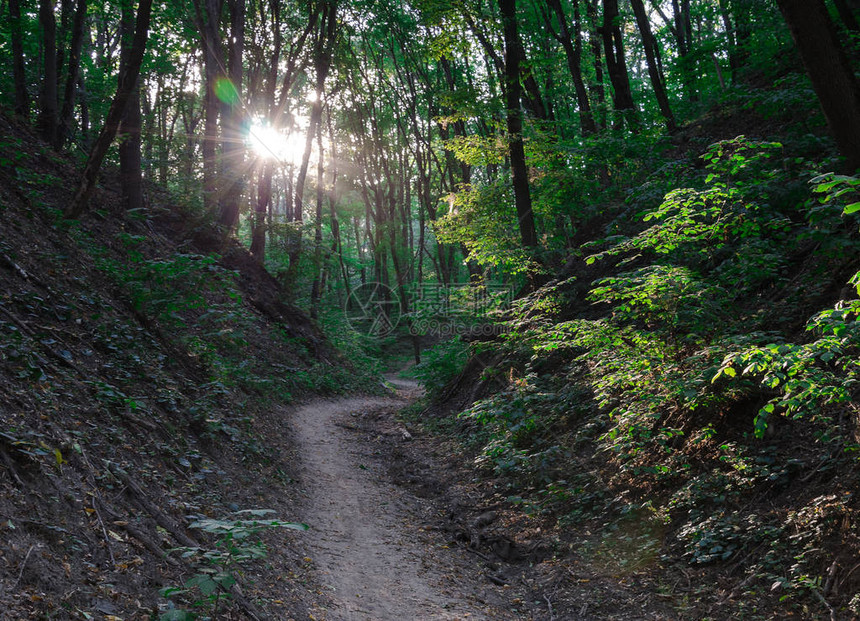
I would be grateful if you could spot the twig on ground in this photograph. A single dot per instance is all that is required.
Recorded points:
(23, 565)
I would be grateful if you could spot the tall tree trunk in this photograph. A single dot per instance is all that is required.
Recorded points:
(613, 48)
(208, 18)
(847, 15)
(233, 144)
(130, 173)
(22, 100)
(316, 289)
(70, 91)
(264, 197)
(597, 89)
(830, 72)
(572, 45)
(519, 169)
(651, 57)
(126, 83)
(322, 63)
(47, 121)
(741, 10)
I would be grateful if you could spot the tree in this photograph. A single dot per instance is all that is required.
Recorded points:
(72, 74)
(47, 121)
(519, 169)
(233, 143)
(126, 84)
(130, 173)
(572, 45)
(652, 57)
(207, 17)
(22, 100)
(322, 54)
(613, 48)
(829, 70)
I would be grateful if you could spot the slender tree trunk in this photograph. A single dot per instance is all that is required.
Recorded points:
(316, 289)
(129, 146)
(743, 31)
(597, 88)
(322, 63)
(572, 46)
(47, 122)
(22, 99)
(847, 15)
(207, 19)
(651, 57)
(233, 144)
(70, 91)
(613, 48)
(126, 83)
(519, 169)
(264, 197)
(830, 72)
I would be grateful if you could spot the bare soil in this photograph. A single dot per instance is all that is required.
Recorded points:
(374, 552)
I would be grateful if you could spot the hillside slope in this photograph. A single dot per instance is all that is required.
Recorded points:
(138, 354)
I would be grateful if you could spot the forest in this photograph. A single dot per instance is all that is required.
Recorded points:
(578, 280)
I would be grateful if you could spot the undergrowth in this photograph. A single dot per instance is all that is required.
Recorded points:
(685, 380)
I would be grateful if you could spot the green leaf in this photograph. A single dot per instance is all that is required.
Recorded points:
(176, 615)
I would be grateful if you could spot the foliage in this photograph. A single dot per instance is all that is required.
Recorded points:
(237, 543)
(441, 363)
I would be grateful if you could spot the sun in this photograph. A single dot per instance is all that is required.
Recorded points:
(268, 142)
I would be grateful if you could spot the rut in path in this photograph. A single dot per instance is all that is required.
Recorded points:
(373, 561)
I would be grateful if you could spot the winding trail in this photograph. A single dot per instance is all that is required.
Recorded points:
(371, 554)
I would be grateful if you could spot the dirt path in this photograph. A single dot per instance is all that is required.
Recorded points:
(372, 555)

☆ ☆ ☆ ☆

指示: 上の素材をすべて、一字一句そのまま書き写してください。画像は回答に含めないこと。

回答:
I would be grateful if you could spot the twig on ground in this photograph. A single dot per instance is all that is required.
Recorded points:
(23, 565)
I would be grateful if you could spot the tall tree trunk in this photograph. A single dot per instance is all that is required.
Recorded points:
(613, 48)
(208, 18)
(847, 15)
(233, 144)
(130, 173)
(22, 100)
(316, 289)
(70, 91)
(264, 197)
(597, 89)
(830, 72)
(572, 45)
(519, 169)
(651, 57)
(126, 83)
(322, 63)
(47, 121)
(741, 10)
I would be grateful if you could spot the tree in this photograph. A single dot per instance is all that is required.
Recorded points:
(72, 74)
(47, 121)
(519, 169)
(233, 143)
(126, 84)
(130, 173)
(572, 45)
(652, 57)
(207, 17)
(22, 100)
(322, 54)
(613, 48)
(829, 70)
I would be grateful if you could spot the slender tree trunk in this photograph. A single dot per instance is all that is required.
Recorded points:
(316, 289)
(129, 146)
(743, 31)
(597, 88)
(322, 63)
(572, 46)
(47, 122)
(22, 99)
(847, 15)
(207, 19)
(651, 57)
(233, 144)
(70, 91)
(613, 48)
(126, 83)
(519, 169)
(264, 197)
(830, 72)
I would be grateful if you could spot the bare soil in this photograph. A single dot per instance is all that is required.
Recorded points:
(374, 552)
I would be grateful if you could spot the hillside slope in this photograph. A single dot per instance is all that is required.
Recorded points:
(138, 354)
I would be grateful if you could spot the forest in this photograph. A single dot per instance is all that is required.
Recorded points:
(578, 280)
I would be grateful if you could spot the undergrowth in this photograph. A single dot per instance is all that is required.
Recorded points:
(685, 380)
I would be grateful if you could spot the green leaf in this photograph. A single dot per instance is all that is required.
Recorded points:
(176, 615)
I would be grateful if you could spot the foliage in this photograph. A single dot per instance is all that is required.
Recorded points:
(237, 543)
(441, 363)
I would be grateful if you could spot the sun in this photograph. A single dot per instance is all that is required.
Recorded points:
(268, 142)
I would be grateful if you could spot the rut in path in this photograph. A single dot per instance is all that is required.
Recorded points:
(373, 561)
I would be grateful if you could spot the winding trail in this photograph. A single dot per instance is all that is required.
Recorded points:
(371, 554)
I would be grateful if you could spot the dirt path in this photograph. A single dot per instance is all that is required.
Recorded points:
(372, 555)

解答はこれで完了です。